◆ **Supplied entries**:
>>>>

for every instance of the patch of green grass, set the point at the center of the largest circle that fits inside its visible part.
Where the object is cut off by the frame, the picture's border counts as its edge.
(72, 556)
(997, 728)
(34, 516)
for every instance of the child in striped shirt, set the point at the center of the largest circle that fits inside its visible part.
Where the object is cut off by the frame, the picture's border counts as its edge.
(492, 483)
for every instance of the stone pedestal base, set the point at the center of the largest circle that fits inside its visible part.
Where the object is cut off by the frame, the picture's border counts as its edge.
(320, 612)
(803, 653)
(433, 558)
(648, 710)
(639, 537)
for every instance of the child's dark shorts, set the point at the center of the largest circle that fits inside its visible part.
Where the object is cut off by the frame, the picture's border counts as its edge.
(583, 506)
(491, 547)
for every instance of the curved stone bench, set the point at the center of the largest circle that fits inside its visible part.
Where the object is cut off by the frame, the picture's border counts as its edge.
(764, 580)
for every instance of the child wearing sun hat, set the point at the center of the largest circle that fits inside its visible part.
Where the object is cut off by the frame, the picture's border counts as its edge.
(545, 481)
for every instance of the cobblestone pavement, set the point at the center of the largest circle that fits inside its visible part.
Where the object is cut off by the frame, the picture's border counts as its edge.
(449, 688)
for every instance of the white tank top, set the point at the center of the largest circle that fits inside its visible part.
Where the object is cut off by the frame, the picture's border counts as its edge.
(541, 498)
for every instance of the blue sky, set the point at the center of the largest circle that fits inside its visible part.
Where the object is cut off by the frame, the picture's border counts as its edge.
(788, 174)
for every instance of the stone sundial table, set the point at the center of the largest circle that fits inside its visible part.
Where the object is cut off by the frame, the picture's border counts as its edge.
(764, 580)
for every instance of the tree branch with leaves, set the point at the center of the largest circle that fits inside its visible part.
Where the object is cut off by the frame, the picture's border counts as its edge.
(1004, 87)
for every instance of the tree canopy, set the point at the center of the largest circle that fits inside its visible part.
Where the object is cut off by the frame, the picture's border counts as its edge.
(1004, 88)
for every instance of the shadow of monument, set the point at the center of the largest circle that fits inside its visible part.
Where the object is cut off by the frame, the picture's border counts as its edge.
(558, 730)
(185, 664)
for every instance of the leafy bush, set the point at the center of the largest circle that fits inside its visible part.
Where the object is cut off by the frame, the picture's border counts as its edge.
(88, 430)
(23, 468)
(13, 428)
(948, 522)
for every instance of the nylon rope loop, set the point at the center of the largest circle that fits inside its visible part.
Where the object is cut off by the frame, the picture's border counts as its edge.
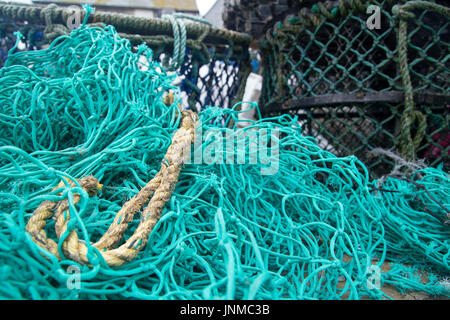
(161, 186)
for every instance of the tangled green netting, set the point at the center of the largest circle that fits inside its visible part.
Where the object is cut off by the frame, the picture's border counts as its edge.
(89, 104)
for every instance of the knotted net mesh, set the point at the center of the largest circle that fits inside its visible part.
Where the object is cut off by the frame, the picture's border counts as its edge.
(317, 228)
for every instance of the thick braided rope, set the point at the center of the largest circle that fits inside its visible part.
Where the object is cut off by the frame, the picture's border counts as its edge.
(130, 24)
(37, 222)
(160, 186)
(409, 144)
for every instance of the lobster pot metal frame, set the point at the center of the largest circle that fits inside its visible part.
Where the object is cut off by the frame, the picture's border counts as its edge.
(214, 66)
(357, 89)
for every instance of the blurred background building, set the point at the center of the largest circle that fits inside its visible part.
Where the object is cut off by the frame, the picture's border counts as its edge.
(142, 8)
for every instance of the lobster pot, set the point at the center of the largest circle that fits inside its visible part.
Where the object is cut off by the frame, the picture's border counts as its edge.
(340, 73)
(211, 72)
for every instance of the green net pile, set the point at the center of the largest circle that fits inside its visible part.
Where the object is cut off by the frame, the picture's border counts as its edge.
(317, 229)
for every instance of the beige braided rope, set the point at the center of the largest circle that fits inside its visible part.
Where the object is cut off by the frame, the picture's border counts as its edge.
(161, 186)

<<<<

◆ **Written problem**: Arrange every line of the material above as a Markdown table with two columns, Row and Line. Number the rows, skip blank lines, and leave the pictures out of the answer.

◆ **Solution to this task**:
| Row | Line |
|---|---|
| 1 | for every instance of the patch of green grass, set the point at the center of the largest circle that fits inside its visible part. |
| 2 | Where the object is cut off by the frame, the picture's border counts as its edge. |
| 3 | (72, 556) |
| 4 | (997, 728) |
| 5 | (34, 516) |
| 6 | for every instance of the child in striped shirt, set the point at the center of the largest circle that fits inside its visible part. |
| 7 | Where the object is cut off by the frame, the picture's border counts as its edge. |
| 8 | (492, 483) |
| 9 | for every instance of the stone pedestal base, set the point at the center of the largest circle that fits inside its visible part. |
| 10 | Where the object is cut off by the frame, the picture's border counts as its edge. |
| 11 | (320, 612) |
| 12 | (803, 653) |
| 13 | (433, 558) |
| 14 | (648, 710) |
| 15 | (639, 537) |
| 16 | for every instance of the child's dark shorts, set the point at the center of the largest circle that fits inside its visible part. |
| 17 | Where the object is cut off by the frame, the picture's border counts as its edge. |
| 18 | (583, 506) |
| 19 | (491, 547) |
| 20 | for every instance of the curved stone bench, set the point at the center of the largest circle that fits inside its visible part. |
| 21 | Where the object is cut off by the frame, the picture's border counts as its edge. |
| 22 | (764, 580) |
| 23 | for every instance of the child wearing sun hat, set the point at the center of the largest circle that fits inside its visible part. |
| 24 | Where the object is cut off by the frame, the picture's border counts as its edge. |
| 25 | (545, 481) |
| 26 | for every instance of the cobblestone pavement, set the point at the center of the largest circle that fits inside its visible part. |
| 27 | Where the object is cut off by the frame, the picture's border counts as its edge. |
| 28 | (449, 688) |
| 29 | for every instance of the white tank top, set the point at the center of the largest circle that fits inside its visible part. |
| 30 | Where the object is cut off by the frame, the picture's border counts as its edge. |
| 31 | (541, 498) |
| 32 | for every instance of the blue sky, set the point at the center of the largest circle that fits inside its visible part. |
| 33 | Where the object is cut off by the frame, the picture's border counts as its edge. |
| 34 | (788, 174) |
| 35 | for every instance of the stone sundial table, set the point at the center of the largest circle that fits inside its visible part. |
| 36 | Where the object is cut off by the frame, the picture's border counts as its edge. |
| 37 | (764, 580) |
| 38 | for every instance of the tree branch with leaves, set the point at the center of the largest circle that fits inside its visible part. |
| 39 | Where the object is cut off by the frame, the picture's border counts as its edge. |
| 40 | (1004, 87) |
| 41 | for every instance of the tree canopy, set the point at the center of the largest circle that fits inside its visible part. |
| 42 | Where the object is cut off by the frame, the picture's border counts as its edge. |
| 43 | (1004, 88) |
| 44 | for every instance of the shadow of monument, set the point at the center of the largest circle that fits inside its visible part. |
| 45 | Where the object is cut off by the frame, the picture's border counts as its edge. |
| 46 | (558, 730) |
| 47 | (185, 664) |
| 48 | for every instance of the leafy bush, set the point at the center of the largest circle that fits inside its visible part. |
| 49 | Where the object is cut off by the frame, the picture's border counts as its edge. |
| 50 | (88, 430) |
| 51 | (23, 468) |
| 52 | (13, 428) |
| 53 | (948, 522) |
| 54 | for every instance of the nylon rope loop, set the point at the center of the largest circle that fits inside its visible part. |
| 55 | Where the object is cut off by the frame, the picture's border counts as its edge. |
| 56 | (161, 186) |
| 57 | for every instance of the tangled green netting, set the point at the center of the largest circle that fits inside its visible part. |
| 58 | Where the object is cut off by the frame, the picture's border counts as its edge. |
| 59 | (89, 104) |
| 60 | for every instance of the knotted net mesh, set the point at the center of the largest circle that fits inside its visible part. |
| 61 | Where the object is cut off by the frame, the picture's border counts as its edge. |
| 62 | (317, 228) |
| 63 | for every instance of the thick braided rope, set the point at the center of the largest circle that fits inside its visible part. |
| 64 | Where the object is cut off by the frame, the picture's border counts as its edge. |
| 65 | (130, 24) |
| 66 | (37, 222) |
| 67 | (160, 186) |
| 68 | (409, 144) |
| 69 | for every instance of the lobster pot metal frame, set the point at the center of the largest circle that fits inside its visible part. |
| 70 | Where the object is cut off by the frame, the picture's border counts as its edge. |
| 71 | (214, 66) |
| 72 | (357, 89) |
| 73 | for every instance of the blurred background building, set the point at the center of the largest circle that fits inside its visible part. |
| 74 | Where the object is cut off by the frame, the picture's border counts as its edge. |
| 75 | (142, 8) |
| 76 | for every instance of the lobster pot, set the point at the center of the largest circle that fits inside its visible part. |
| 77 | Where the object is cut off by the frame, the picture's border counts as its edge. |
| 78 | (340, 73) |
| 79 | (211, 72) |
| 80 | for every instance of the green net pile, set the point at the center of the largest circle that fits inside its visible part. |
| 81 | Where the object is cut off by the frame, the picture's border counts as its edge. |
| 82 | (317, 229) |
| 83 | for every instance of the beige braided rope, set the point at the center of the largest circle that fits inside its visible part. |
| 84 | Where the object is cut off by the frame, the picture's border counts as its edge. |
| 85 | (161, 186) |